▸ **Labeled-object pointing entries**
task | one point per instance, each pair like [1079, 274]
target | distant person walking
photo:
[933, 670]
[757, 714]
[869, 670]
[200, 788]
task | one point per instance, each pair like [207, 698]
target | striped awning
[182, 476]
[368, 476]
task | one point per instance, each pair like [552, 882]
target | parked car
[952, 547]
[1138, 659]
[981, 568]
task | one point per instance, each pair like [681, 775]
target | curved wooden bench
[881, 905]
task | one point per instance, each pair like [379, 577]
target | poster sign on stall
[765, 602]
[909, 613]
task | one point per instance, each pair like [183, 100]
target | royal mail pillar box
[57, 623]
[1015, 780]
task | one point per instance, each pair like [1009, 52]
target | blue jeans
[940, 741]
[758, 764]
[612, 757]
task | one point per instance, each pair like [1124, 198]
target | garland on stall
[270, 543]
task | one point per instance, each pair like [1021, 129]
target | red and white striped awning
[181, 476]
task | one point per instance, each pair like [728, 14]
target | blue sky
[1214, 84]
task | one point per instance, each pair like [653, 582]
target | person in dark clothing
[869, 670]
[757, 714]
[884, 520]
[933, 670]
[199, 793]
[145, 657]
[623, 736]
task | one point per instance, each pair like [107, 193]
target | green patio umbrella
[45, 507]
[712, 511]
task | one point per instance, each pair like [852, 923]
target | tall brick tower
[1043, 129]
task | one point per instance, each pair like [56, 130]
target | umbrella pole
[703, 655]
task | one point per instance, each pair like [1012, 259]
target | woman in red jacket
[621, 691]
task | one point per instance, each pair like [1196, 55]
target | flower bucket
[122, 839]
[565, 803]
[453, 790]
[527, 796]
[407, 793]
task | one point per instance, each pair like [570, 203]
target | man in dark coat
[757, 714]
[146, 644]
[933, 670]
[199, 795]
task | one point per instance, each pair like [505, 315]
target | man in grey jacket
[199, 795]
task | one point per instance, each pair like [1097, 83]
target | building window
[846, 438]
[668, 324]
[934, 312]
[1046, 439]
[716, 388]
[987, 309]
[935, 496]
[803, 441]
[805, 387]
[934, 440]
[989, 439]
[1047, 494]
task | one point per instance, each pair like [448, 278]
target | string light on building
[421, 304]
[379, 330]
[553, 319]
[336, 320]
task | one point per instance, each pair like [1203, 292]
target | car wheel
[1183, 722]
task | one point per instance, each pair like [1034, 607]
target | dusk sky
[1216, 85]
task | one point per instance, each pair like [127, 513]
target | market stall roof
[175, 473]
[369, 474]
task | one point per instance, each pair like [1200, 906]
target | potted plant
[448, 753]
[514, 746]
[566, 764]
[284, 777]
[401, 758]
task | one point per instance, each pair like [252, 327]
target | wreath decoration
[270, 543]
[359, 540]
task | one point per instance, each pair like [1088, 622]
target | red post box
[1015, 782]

▸ **Given task**
Rescale the stretch from the line containing "task | one point per instance, each pair like [570, 203]" through the last of the entries. Reproduce every line, requests included, multiplying each answer point coordinate by 1.85 and rounding to a whole number with halves up, but leave the requests and their sample pairs unchanged.

▸ **Result for this task**
task | one point per instance, each pair like [570, 203]
target | man in dark coat
[1400, 1321]
[270, 1191]
[1726, 1240]
[368, 1471]
task | one point per instance, each pair like [505, 315]
target | man in grey jacket
[368, 1471]
task | one point per instance, each pair like [1097, 83]
target | building window
[1565, 810]
[1236, 599]
[1728, 577]
[1935, 812]
[1325, 718]
[1826, 572]
[1730, 918]
[1486, 816]
[1489, 716]
[1728, 814]
[1830, 812]
[1937, 914]
task | one point per instance, each pair like [448, 278]
target | string light on building
[779, 562]
[701, 611]
[1023, 590]
[622, 592]
task | one point per instance, each pair like [1203, 292]
target | car wheel
[2189, 1336]
task | one point per instance, each pair like [1034, 607]
target | dusk sky
[2250, 157]
task | one point per instance, each pair like [127, 513]
target | market stall roof
[324, 875]
[683, 877]
task | one point per instance, each pair like [1200, 906]
target | potted plant
[829, 1393]
[951, 1380]
[1047, 1413]
[525, 1437]
[742, 1402]
task | one point per instance, each pair like [252, 327]
target | wreath decoration
[500, 1005]
[664, 999]
task | one point per instance, each pair like [1088, 622]
target | red post box
[1878, 1447]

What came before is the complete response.